Énoncé écrit 1:
Selon l'extrait sur les données ouvertes et la recherche, combien de personnes ont répondu au questionnaire adressé par figshare à la communauté scientifique ?

Extrait choisi:
Les données ouvertes et la recherche : quel état des lieux ?

Cette semaine c’est l’Open Access Week. Pour marquer l’occasion, de nombreuses ressources sont publiées (#teasing : reviendez demain pour une nouveauté de et par Pierre-Carl 🙂 ).

Parmi ces ressources, figshare a édité une compilation d’articles traitant des données ouvertes dans le domaine de la recherche scientifique. Pour rappel, figshare est la première plate-forme au monde à proposer la publication de jeux de données issus d’expérimentation scientifique ainsi que des figures et autres supports n’ayant pas trouvé de place dans un article scientifique « officiel ». Séquence émotion pour votre serviteure qui était en thèse au même moment que Mark, le fondateur de figshare, avec qui on avait organisé une compétition de blogs scientifiques et co-écrit la toute première FAQ de figshare.

Mais revenons à nos moutons. Le rapport de figshare, intitulé The State of Open Data, est une sélection de divers papiers de recherche écrits par des scientifiques de différentes universités, de représentants associatifs et d’experts du secteur privé. Le sujet est assez vaste et parle des données ouvertes en général, même si les données de la recherche y ont une place notable. N’y cherchez pas par contre de participation française…

Que disent les chercheurs ?

Deux articles présentent les conclusions du questionnaire adressé à la communauté scientifique par figshare. Le questionnaire a recueilli les réponses d’environ 2 000 personnes. Les données brutes anonymisées sont disponibles sur figshare. J’en ai utilisé pour illustrer certains points de la discussion.

Énoncé écrit 2:
Recopiez à l'identique, s'il vous plaît, tout le listing ci-dessous, depuis la ligne contenant "tag=blue rope tied to ladder | get_box" jusqu'à la fin du listing, ces deux bornes comprises.

Données enregistrées:
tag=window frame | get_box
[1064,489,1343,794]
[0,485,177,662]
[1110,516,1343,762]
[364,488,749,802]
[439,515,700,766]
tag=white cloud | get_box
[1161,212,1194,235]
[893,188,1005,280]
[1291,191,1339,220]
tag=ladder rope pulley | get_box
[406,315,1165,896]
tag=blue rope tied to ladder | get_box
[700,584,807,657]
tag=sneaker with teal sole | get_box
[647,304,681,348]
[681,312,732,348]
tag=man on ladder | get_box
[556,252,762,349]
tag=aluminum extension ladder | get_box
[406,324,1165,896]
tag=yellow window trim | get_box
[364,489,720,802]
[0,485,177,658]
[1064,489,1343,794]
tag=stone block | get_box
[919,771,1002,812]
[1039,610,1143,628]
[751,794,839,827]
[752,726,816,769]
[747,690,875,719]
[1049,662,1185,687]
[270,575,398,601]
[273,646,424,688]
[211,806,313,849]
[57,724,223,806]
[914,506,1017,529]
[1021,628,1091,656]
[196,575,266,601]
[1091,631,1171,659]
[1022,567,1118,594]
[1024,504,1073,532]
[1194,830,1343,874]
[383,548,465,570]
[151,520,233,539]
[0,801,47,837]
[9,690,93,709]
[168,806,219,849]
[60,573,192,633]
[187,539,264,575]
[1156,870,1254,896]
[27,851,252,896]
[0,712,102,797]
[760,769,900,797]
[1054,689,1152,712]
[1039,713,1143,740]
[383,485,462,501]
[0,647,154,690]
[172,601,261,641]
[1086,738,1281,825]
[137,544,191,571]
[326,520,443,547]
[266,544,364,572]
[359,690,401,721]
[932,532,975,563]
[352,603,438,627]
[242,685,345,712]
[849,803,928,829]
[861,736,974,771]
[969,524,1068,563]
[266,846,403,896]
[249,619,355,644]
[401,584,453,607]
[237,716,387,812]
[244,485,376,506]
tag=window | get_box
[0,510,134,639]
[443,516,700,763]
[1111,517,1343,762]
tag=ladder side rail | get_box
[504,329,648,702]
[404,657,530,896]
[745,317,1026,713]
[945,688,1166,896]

Réponse complète 1:
Environ 2 000 personnes.

Réponse complète 2:
tag=blue rope tied to ladder | get_box
[700,584,807,657]
tag=sneaker with teal sole | get_box
[647,304,681,348]
[681,312,732,348]
tag=man on ladder | get_box
[556,252,762,349]
tag=aluminum extension ladder | get_box
[406,324,1165,896]
tag=yellow window trim | get_box
[364,489,720,802]
[0,485,177,658]
[1064,489,1343,794]
tag=stone block | get_box
[919,771,1002,812]
[1039,610,1143,628]
[751,794,839,827]
[752,726,816,769]
[747,690,875,719]
[1049,662,1185,687]
[270,575,398,601]
[273,646,424,688]
[211,806,313,849]
[57,724,223,806]
[914,506,1017,529]
[1021,628,1091,656]
[196,575,266,601]
[1091,631,1171,659]
[1022,567,1118,594]
[1024,504,1073,532]
[1194,830,1343,874]
[383,548,465,570]
[151,520,233,539]
[0,801,47,837]
[9,690,93,709]
[168,806,219,849]
[60,573,192,633]
[187,539,264,575]
[1156,870,1254,896]
[27,851,252,896]
[0,712,102,797]
[760,769,900,797]
[1054,689,1152,712]
[1039,713,1143,740]
[383,485,462,501]
[0,647,154,690]
[172,601,261,641]
[1086,738,1281,825]
[137,544,191,571]
[326,520,443,547]
[266,544,364,572]
[359,690,401,721]
[932,532,975,563]
[352,603,438,627]
[242,685,345,712]
[849,803,928,829]
[861,736,974,771]
[969,524,1068,563]
[266,846,403,896]
[249,619,355,644]
[401,584,453,607]
[237,716,387,812]
[244,485,376,506]
tag=window | get_box
[0,510,134,639]
[443,516,700,763]
[1111,517,1343,762]
tag=ladder side rail | get_box
[504,329,648,702]
[404,657,530,896]
[745,317,1026,713]
[945,688,1166,896]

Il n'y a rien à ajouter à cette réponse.